What you should do: Reproduce every line of the material from its start through the line containing "[518,246,634,299]", shifting each bounding box coordinate by adding 41 to it. Omit the pictures from your answer.

——————————

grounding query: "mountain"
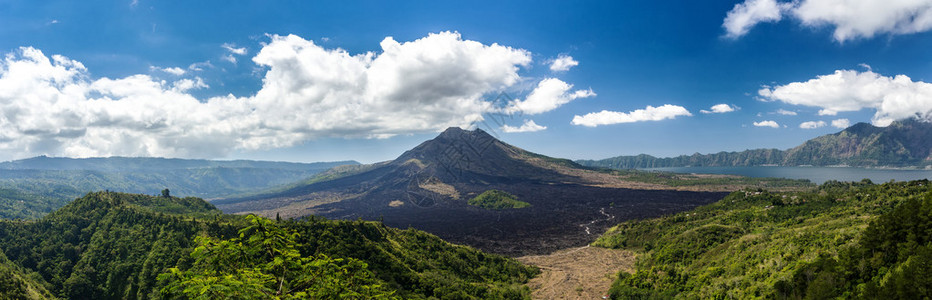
[218,128,725,255]
[0,191,538,299]
[577,119,932,169]
[0,156,359,172]
[593,180,932,299]
[0,156,359,219]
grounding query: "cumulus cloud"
[149,66,185,76]
[220,43,247,55]
[754,120,780,128]
[799,121,826,129]
[550,54,579,72]
[832,119,851,129]
[220,43,248,64]
[699,103,735,114]
[0,32,531,159]
[722,0,932,42]
[758,70,932,126]
[506,78,596,115]
[722,0,787,39]
[572,104,692,127]
[774,108,796,116]
[502,120,547,133]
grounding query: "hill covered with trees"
[0,156,358,219]
[577,119,932,169]
[0,191,537,299]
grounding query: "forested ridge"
[0,156,358,219]
[594,180,932,299]
[0,191,537,299]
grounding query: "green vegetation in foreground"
[593,180,932,299]
[467,190,531,210]
[0,192,538,299]
[598,169,816,190]
[0,253,55,300]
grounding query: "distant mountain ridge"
[0,156,359,219]
[212,127,725,255]
[0,155,359,172]
[576,119,932,169]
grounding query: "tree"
[159,215,396,299]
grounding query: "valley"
[212,128,772,256]
[0,121,930,299]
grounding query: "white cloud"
[220,54,236,64]
[220,43,248,55]
[754,120,780,128]
[722,0,932,42]
[758,70,932,126]
[776,108,796,117]
[172,77,209,93]
[572,104,692,127]
[149,66,185,76]
[550,54,579,72]
[506,78,596,115]
[0,32,531,159]
[799,121,826,129]
[188,60,214,71]
[722,0,786,39]
[502,120,547,133]
[699,103,735,114]
[832,119,851,129]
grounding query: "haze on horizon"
[0,0,932,162]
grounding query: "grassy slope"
[593,181,920,299]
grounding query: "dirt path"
[518,246,634,299]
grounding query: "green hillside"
[0,192,537,299]
[577,119,932,169]
[0,157,358,219]
[593,180,932,299]
[0,253,55,300]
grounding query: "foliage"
[593,180,932,299]
[596,169,815,190]
[159,215,393,299]
[0,253,55,300]
[577,119,932,169]
[0,157,356,219]
[0,188,64,220]
[467,190,531,210]
[0,192,537,299]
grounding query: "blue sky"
[0,0,932,162]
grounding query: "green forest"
[0,191,539,299]
[467,190,531,210]
[593,180,932,299]
[0,157,356,219]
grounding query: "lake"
[641,167,932,184]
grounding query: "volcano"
[213,127,725,256]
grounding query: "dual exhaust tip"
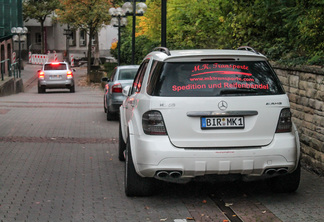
[156,171,182,179]
[264,168,288,176]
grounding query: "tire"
[107,107,115,121]
[70,85,75,93]
[104,96,107,113]
[118,121,126,161]
[267,163,301,193]
[124,138,155,197]
[37,86,46,93]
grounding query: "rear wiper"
[220,89,258,95]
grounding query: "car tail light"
[142,111,167,135]
[38,72,45,79]
[111,83,123,93]
[276,108,292,133]
[66,71,73,79]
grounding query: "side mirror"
[122,86,132,96]
[101,77,109,82]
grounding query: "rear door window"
[148,61,284,97]
[44,63,66,70]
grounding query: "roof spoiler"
[153,47,171,56]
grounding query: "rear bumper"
[130,133,300,179]
[108,93,125,113]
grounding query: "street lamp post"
[108,8,127,66]
[161,0,167,47]
[123,0,147,65]
[11,27,28,78]
[63,25,72,63]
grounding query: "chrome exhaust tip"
[156,171,169,178]
[277,168,288,175]
[169,171,181,179]
[264,169,277,176]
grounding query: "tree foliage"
[56,0,112,74]
[23,0,59,53]
[114,0,324,65]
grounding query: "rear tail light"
[276,108,292,133]
[66,71,73,79]
[111,83,123,93]
[142,111,167,135]
[38,72,45,79]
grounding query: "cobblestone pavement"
[0,66,324,222]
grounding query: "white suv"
[119,47,300,196]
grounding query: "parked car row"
[102,65,139,121]
[109,47,300,196]
[37,62,75,93]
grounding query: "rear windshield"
[148,61,284,97]
[44,63,66,70]
[118,68,138,80]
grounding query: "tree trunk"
[41,20,45,54]
[93,32,100,66]
[87,28,93,75]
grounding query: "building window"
[91,36,97,45]
[69,31,76,46]
[35,33,42,45]
[79,30,87,46]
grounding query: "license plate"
[50,75,62,79]
[201,116,244,129]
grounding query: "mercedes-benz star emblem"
[218,100,228,110]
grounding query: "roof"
[149,49,266,61]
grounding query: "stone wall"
[273,64,324,175]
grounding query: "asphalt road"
[0,65,324,222]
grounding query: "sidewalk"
[0,62,90,97]
[0,60,41,97]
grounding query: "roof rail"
[237,46,259,54]
[153,47,171,56]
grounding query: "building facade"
[0,0,23,75]
[24,16,118,58]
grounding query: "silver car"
[38,62,75,93]
[102,65,139,121]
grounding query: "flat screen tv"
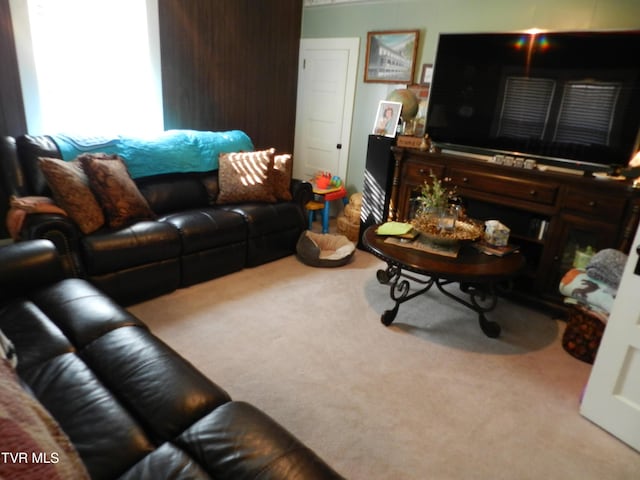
[427,30,640,172]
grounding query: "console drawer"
[451,168,559,205]
[564,188,626,223]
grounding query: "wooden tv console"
[389,147,640,310]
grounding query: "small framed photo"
[364,30,420,83]
[420,63,433,85]
[373,100,402,137]
[407,84,430,137]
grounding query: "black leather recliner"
[0,240,342,480]
[0,135,313,305]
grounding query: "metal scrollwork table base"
[362,225,525,338]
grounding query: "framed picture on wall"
[364,30,420,83]
[373,100,402,137]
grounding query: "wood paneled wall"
[0,0,27,137]
[0,0,302,146]
[158,0,302,152]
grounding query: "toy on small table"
[313,172,342,190]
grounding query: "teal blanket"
[51,130,253,178]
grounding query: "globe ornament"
[387,88,418,122]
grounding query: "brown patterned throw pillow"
[78,154,155,228]
[217,148,276,204]
[0,358,89,480]
[39,157,105,234]
[272,153,293,202]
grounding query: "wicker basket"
[562,306,605,363]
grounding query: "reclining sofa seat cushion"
[0,240,342,480]
[3,132,311,304]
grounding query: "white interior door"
[293,38,360,180]
[580,223,640,451]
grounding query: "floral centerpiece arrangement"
[411,171,482,243]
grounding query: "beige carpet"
[130,251,640,480]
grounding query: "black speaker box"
[358,135,395,249]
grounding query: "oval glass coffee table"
[362,225,525,338]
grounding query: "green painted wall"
[302,0,640,191]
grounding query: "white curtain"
[10,0,163,135]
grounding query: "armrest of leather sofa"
[20,213,84,277]
[0,240,66,301]
[291,178,313,210]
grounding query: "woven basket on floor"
[562,306,605,363]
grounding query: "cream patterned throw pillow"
[217,148,277,204]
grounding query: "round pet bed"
[296,230,356,267]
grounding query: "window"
[10,0,163,135]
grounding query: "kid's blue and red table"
[306,183,349,233]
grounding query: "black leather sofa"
[0,135,313,305]
[0,240,342,480]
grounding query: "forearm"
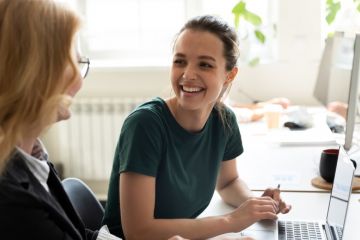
[124,215,234,240]
[217,178,253,207]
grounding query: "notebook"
[240,146,355,240]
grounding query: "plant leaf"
[254,30,266,44]
[326,2,341,25]
[231,1,246,15]
[244,9,262,26]
[249,57,260,67]
[234,13,240,29]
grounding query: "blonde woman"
[0,0,115,240]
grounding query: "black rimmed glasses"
[78,57,90,78]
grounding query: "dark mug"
[319,149,339,183]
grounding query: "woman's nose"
[183,66,196,80]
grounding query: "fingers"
[168,235,187,240]
[279,197,291,214]
[262,188,281,202]
[250,197,279,220]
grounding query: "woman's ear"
[225,67,239,84]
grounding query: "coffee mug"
[319,149,339,183]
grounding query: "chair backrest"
[62,178,104,230]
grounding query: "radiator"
[58,98,145,180]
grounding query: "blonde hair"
[0,0,80,174]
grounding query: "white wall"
[80,0,323,105]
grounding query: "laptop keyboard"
[278,221,322,240]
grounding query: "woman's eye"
[174,59,185,65]
[200,62,213,68]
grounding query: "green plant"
[232,0,266,44]
[326,0,360,25]
[232,0,266,66]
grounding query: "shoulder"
[124,98,165,125]
[213,103,237,125]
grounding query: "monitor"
[313,32,354,106]
[344,34,360,151]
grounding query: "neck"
[17,137,36,154]
[166,98,213,132]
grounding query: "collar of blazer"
[0,152,85,239]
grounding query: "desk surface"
[199,192,360,240]
[237,109,360,192]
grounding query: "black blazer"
[0,153,98,240]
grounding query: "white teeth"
[183,86,202,92]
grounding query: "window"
[76,0,275,66]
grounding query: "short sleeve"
[223,108,244,161]
[115,109,163,176]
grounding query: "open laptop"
[241,146,355,240]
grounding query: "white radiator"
[58,98,145,180]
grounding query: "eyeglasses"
[78,57,90,78]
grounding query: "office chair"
[62,178,104,230]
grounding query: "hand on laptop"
[262,188,291,214]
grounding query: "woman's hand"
[262,188,291,214]
[228,196,279,232]
[168,235,188,240]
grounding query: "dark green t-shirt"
[103,98,243,237]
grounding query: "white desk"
[199,192,360,240]
[237,122,337,191]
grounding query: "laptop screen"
[326,147,355,239]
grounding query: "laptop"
[237,146,355,240]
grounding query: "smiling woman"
[104,15,290,239]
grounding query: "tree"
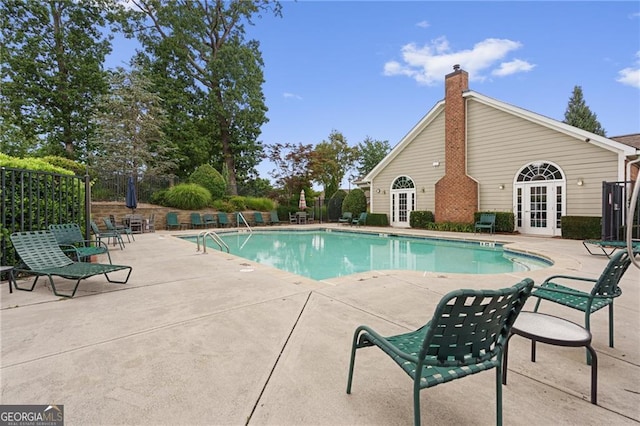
[92,68,173,176]
[311,130,357,194]
[131,0,281,195]
[0,0,132,159]
[356,136,391,178]
[267,143,313,200]
[564,86,606,136]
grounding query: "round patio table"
[502,312,598,405]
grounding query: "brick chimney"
[435,65,478,223]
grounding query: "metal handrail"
[196,230,229,253]
[236,212,253,232]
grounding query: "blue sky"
[107,1,640,185]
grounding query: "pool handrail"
[236,212,253,232]
[196,230,230,254]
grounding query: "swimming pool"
[184,229,551,280]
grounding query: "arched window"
[391,176,415,189]
[517,163,564,182]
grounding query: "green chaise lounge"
[10,231,133,298]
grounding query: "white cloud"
[282,92,302,100]
[491,59,535,77]
[616,51,640,89]
[384,37,535,85]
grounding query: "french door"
[515,181,563,236]
[391,189,416,228]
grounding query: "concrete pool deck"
[0,225,640,425]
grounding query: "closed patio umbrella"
[298,189,307,210]
[125,176,138,211]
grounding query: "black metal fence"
[601,181,640,241]
[0,167,91,265]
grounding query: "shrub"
[189,164,227,200]
[42,155,87,176]
[213,200,236,213]
[164,183,212,210]
[561,216,602,240]
[342,188,367,217]
[229,195,247,212]
[245,197,276,212]
[472,212,516,233]
[409,210,435,229]
[150,189,168,206]
[367,213,389,226]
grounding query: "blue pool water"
[181,230,550,280]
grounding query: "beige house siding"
[371,110,445,216]
[467,99,618,216]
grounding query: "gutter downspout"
[626,157,640,269]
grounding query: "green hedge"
[366,213,389,226]
[472,212,516,233]
[409,210,515,233]
[409,210,435,229]
[561,216,602,240]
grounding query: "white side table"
[502,312,598,405]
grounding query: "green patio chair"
[167,212,182,229]
[89,221,124,250]
[531,248,640,354]
[253,212,265,226]
[49,223,113,263]
[202,213,218,228]
[351,212,367,226]
[347,278,533,425]
[191,213,204,229]
[10,231,133,298]
[473,213,496,234]
[338,212,353,224]
[218,212,231,228]
[269,210,280,225]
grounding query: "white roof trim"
[362,90,640,184]
[462,90,638,156]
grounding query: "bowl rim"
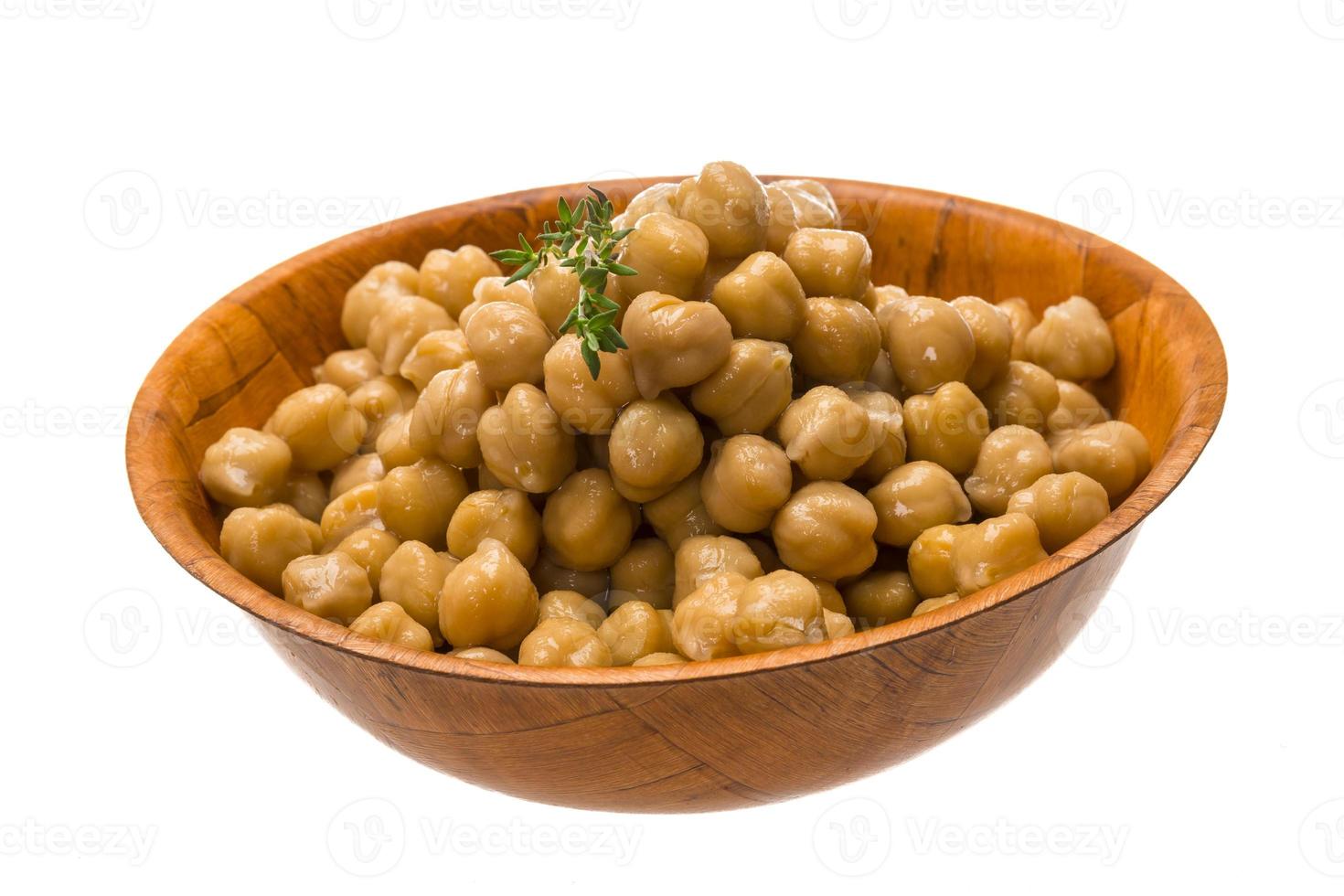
[126,175,1227,688]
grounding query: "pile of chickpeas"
[200,163,1150,667]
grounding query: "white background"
[0,0,1344,893]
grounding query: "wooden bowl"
[126,178,1227,811]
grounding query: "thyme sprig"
[491,187,638,380]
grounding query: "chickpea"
[709,252,807,343]
[869,461,970,548]
[438,539,538,650]
[466,303,554,392]
[400,326,472,392]
[672,161,770,258]
[478,383,578,495]
[700,435,793,532]
[691,338,793,435]
[340,262,420,355]
[448,489,541,568]
[281,550,374,626]
[995,298,1039,361]
[780,386,884,482]
[408,361,495,470]
[321,482,387,544]
[644,472,723,550]
[609,395,704,501]
[1008,473,1110,553]
[200,426,292,507]
[420,246,504,317]
[672,535,763,609]
[537,591,606,629]
[672,572,747,659]
[965,426,1055,516]
[784,227,872,301]
[1026,295,1115,381]
[732,570,827,653]
[349,603,434,650]
[517,619,612,667]
[1053,421,1153,507]
[219,505,323,595]
[543,333,640,432]
[621,292,732,399]
[980,361,1059,432]
[266,383,368,470]
[844,570,919,630]
[541,470,640,572]
[615,212,709,298]
[607,539,676,613]
[314,348,381,389]
[886,295,976,392]
[770,482,878,581]
[906,523,975,598]
[950,295,1012,389]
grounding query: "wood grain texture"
[126,178,1227,811]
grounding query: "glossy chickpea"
[340,262,420,356]
[709,252,807,343]
[200,426,292,507]
[770,482,878,581]
[906,523,973,598]
[1026,295,1115,383]
[952,513,1046,596]
[950,295,1012,389]
[541,469,640,572]
[466,303,552,392]
[438,539,539,650]
[886,295,976,392]
[537,591,606,629]
[281,550,374,626]
[869,461,970,548]
[1008,473,1110,553]
[1052,421,1153,507]
[448,489,541,568]
[607,395,704,503]
[980,361,1059,432]
[672,536,763,607]
[336,527,402,598]
[621,292,732,399]
[478,383,577,495]
[844,570,919,630]
[219,505,323,595]
[420,246,504,318]
[700,435,793,532]
[266,383,368,470]
[778,386,879,482]
[621,212,709,301]
[672,572,747,659]
[784,227,872,301]
[964,426,1055,516]
[606,539,676,613]
[398,326,472,391]
[408,361,495,470]
[672,161,770,258]
[543,333,640,432]
[349,602,434,650]
[691,338,793,435]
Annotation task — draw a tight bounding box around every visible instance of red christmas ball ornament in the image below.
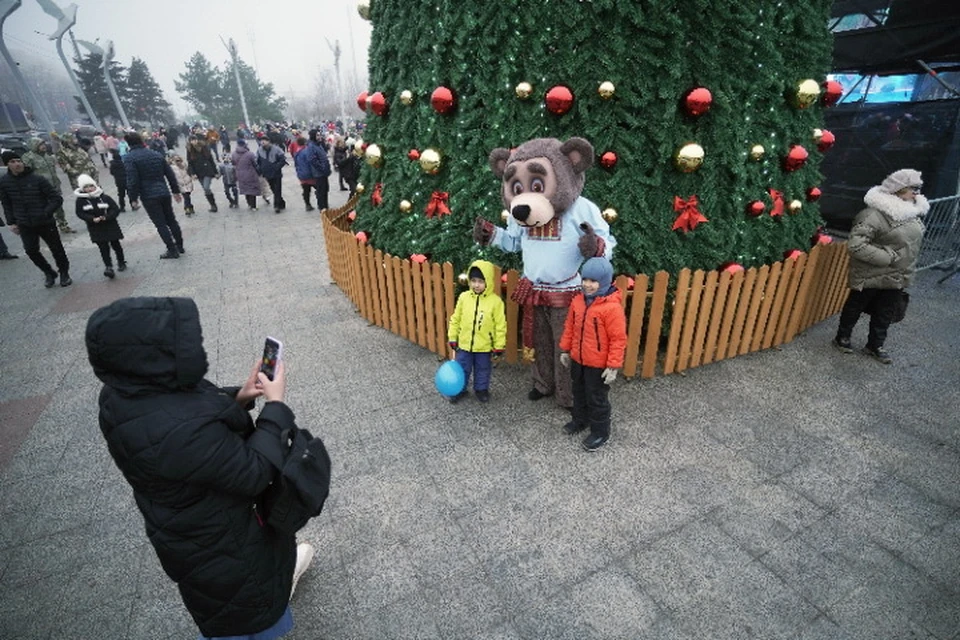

——————————

Final answer:
grounding query: "mountain"
[259,169,766,296]
[41,232,579,340]
[618,160,973,210]
[41,197,400,213]
[634,221,973,340]
[41,197,400,260]
grounding query: "cumulus cloud"
[190,107,226,117]
[261,84,288,96]
[795,161,821,169]
[840,162,867,170]
[591,95,620,113]
[873,160,892,170]
[261,84,289,105]
[740,144,776,155]
[41,73,572,200]
[763,41,973,83]
[799,111,973,167]
[547,119,637,156]
[763,41,828,80]
[613,145,733,168]
[815,149,837,157]
[543,161,588,174]
grounding query: "hill covered with trees"
[41,197,399,260]
[618,160,973,210]
[41,232,578,340]
grounding query: "forested ridge"
[41,197,399,260]
[635,221,973,340]
[41,232,578,340]
grounding query: "green vegetation in foreground"
[634,221,973,340]
[508,231,572,251]
[41,233,579,340]
[639,210,857,231]
[41,294,96,341]
grounding query: "distant mountain ridge"
[41,197,400,260]
[253,168,766,296]
[41,196,400,213]
[617,160,973,210]
grounding query: "tree"
[200,256,437,340]
grounding query: "valley"
[253,169,813,297]
[41,162,971,340]
grounding query: "white cloud"
[261,95,277,105]
[261,84,289,96]
[795,161,821,169]
[763,41,973,83]
[799,111,973,167]
[817,149,837,158]
[213,118,250,134]
[613,145,733,168]
[190,107,226,117]
[591,95,620,113]
[547,119,637,156]
[41,73,572,200]
[840,162,867,170]
[229,101,255,112]
[763,41,827,80]
[543,161,588,174]
[740,144,776,155]
[873,160,892,170]
grounding query: "haze on horizon"
[41,41,973,203]
grounding query: "grassy slope"
[634,222,961,340]
grounding query: "dirt path"
[559,287,675,340]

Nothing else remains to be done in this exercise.